-- START --

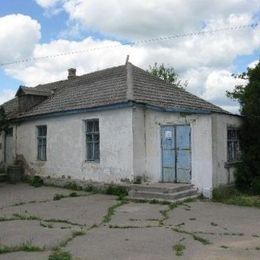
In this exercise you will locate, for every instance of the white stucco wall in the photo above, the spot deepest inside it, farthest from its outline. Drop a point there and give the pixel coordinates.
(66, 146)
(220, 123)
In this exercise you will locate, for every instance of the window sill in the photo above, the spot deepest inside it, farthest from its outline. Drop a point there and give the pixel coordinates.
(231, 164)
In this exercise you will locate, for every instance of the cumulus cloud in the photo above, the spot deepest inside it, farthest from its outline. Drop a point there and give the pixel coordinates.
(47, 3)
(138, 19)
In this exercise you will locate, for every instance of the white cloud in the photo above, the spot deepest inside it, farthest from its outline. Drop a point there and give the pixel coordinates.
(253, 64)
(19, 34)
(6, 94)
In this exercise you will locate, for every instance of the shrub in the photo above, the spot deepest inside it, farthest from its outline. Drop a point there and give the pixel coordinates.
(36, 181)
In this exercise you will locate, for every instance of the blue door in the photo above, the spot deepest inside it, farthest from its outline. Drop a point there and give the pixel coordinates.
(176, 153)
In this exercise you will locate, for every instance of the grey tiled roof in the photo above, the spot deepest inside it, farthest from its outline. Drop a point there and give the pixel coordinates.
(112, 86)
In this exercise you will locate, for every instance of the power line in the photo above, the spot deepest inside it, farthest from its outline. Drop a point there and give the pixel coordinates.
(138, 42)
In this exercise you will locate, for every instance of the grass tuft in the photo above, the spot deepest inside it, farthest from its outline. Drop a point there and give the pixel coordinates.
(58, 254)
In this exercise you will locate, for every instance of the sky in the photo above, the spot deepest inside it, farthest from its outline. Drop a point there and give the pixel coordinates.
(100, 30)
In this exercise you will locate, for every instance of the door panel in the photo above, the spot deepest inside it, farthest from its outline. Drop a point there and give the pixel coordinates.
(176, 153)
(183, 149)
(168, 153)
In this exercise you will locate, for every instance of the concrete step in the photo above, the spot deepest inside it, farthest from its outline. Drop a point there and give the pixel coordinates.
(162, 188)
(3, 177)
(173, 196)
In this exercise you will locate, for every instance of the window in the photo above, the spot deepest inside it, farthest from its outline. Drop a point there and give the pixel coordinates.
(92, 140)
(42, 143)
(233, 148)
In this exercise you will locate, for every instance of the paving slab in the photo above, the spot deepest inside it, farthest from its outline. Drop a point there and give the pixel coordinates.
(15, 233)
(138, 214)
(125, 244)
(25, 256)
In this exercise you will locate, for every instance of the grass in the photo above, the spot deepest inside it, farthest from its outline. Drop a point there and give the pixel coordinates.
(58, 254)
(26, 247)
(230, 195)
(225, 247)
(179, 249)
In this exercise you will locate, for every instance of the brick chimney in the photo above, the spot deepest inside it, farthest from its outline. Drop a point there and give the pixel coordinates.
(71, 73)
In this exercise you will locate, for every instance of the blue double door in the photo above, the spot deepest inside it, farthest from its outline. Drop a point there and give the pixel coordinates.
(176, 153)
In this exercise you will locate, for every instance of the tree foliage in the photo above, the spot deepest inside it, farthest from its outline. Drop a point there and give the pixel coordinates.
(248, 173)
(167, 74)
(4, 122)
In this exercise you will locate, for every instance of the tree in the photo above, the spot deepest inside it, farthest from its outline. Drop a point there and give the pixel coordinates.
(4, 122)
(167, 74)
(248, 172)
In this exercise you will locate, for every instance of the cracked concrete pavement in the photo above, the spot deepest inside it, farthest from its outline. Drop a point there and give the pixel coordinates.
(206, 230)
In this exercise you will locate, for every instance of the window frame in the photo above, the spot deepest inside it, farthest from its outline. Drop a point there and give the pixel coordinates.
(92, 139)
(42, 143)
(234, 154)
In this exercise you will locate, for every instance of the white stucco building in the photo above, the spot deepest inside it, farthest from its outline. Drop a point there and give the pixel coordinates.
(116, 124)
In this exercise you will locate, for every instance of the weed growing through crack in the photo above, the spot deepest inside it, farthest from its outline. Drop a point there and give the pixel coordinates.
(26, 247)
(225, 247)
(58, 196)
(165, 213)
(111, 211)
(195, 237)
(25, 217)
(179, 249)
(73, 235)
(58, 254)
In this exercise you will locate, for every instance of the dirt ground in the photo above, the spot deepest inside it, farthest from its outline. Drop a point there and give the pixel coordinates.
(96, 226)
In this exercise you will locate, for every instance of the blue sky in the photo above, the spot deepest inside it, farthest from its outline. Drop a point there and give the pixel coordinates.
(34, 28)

-- END --

Written exercise:
Could you reproduce the stretch from the row containing "white stucco building" through the end of the rows, keeping every line's wording, but with each coordinate in the answers raised by 91?

Answer for this exercise:
In this exercise you will locate, for every instance of the white stucco building in the photo above, the spot deepest inside it, farthest from its outline. Drop a point there and give the pixel coordinates.
(207, 215)
In this exercise you will locate, for every instance of the weed growing through crack in the photo above, the spot deepest inside it, farthest from its outline. Drop a point there and give the pixel coordinates.
(117, 338)
(316, 338)
(149, 287)
(256, 304)
(202, 302)
(286, 328)
(116, 308)
(270, 340)
(164, 326)
(149, 345)
In this exercise you will locate, for every instance of the dirt ground in the photo above, the spot deepest inside it, farthest from its outline. Drop a point there and give the pixel coordinates.
(187, 317)
In this exercise you will locate, for every instance of the blue sky in the photo above, the spot deepest inside it, farthest from its outline. Drop a point there and give the pixel coordinates.
(125, 119)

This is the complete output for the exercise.